== Task brief ==
In the interview excerpt with Tawakalit Kareem, what does she say she and her family were always allowed to do at home?

Excerpt provided Start Marker

Tawakalit Kareem: My father, undoubtedly – may Allah bless him with all that is good in this world and the hereafter. My father is a Muslim to the core and upholds the tenets of Islam. He also taught me, right from the moment I could understand words, that I was a complete human being and he expected me to exist in this world as such. In my father’s eyes, I was always enough. I was magic, and he told me as often as possible. Beyond words, he showed me. He was the primary male figure in my life, and he treated me like someone whose being here meant something.
My father is also really big on conversations, and so we were ALWAYS allowed to air our opinions. Our house wasn’t a base where one person made all the rules and everyone else had to fall in line. Not at all. We talked about things, and everyone’s opinion was important.

TMWT: You created the Butterfly project to help women in underserved communities live empowered lives. Can you tell us more about this and what inspired you to do this?

Excerpt provided End Marker
Data for review Start Marker

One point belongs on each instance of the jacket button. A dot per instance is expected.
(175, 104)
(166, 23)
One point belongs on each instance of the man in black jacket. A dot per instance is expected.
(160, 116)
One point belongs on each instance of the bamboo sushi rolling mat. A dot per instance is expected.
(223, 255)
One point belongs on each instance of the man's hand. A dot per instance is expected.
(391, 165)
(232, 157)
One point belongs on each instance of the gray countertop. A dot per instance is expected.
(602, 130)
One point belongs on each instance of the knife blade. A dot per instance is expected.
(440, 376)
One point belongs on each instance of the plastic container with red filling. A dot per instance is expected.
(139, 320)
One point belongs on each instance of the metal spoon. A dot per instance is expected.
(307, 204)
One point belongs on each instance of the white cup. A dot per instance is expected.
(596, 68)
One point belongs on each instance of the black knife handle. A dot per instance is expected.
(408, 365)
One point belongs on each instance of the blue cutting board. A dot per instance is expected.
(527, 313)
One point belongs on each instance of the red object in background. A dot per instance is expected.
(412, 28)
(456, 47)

Data for review End Marker

== Response ==
They were always allowed to air their opinions.